→ **Request**:
Transcribe the lines exactly as they appear, starting with the line that contains "Task: point out the green" and going on through the line that contains "Target: green tree".

→ **Data extract**:
********************

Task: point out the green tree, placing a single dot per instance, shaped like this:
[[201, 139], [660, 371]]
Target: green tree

********************

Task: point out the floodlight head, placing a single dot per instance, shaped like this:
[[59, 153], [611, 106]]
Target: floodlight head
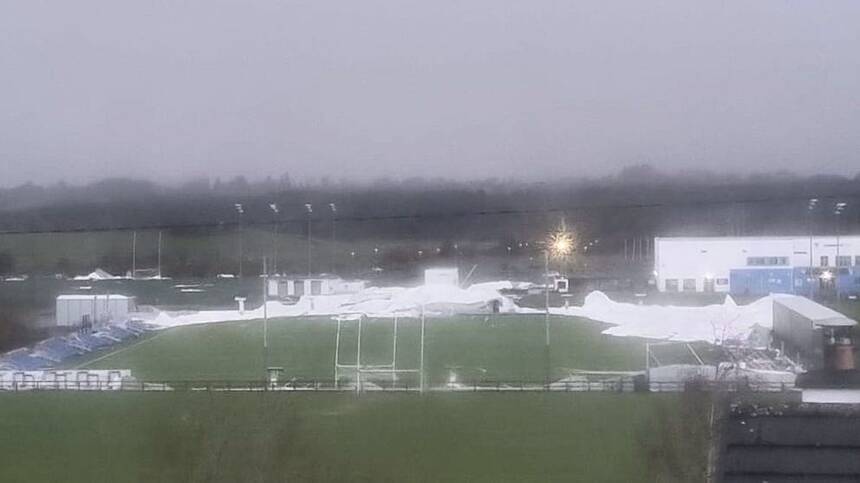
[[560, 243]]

********************

→ **Written answer**:
Task: point out the green tree, placing a single dot per instance, shaped like this:
[[201, 139], [660, 371]]
Target: green tree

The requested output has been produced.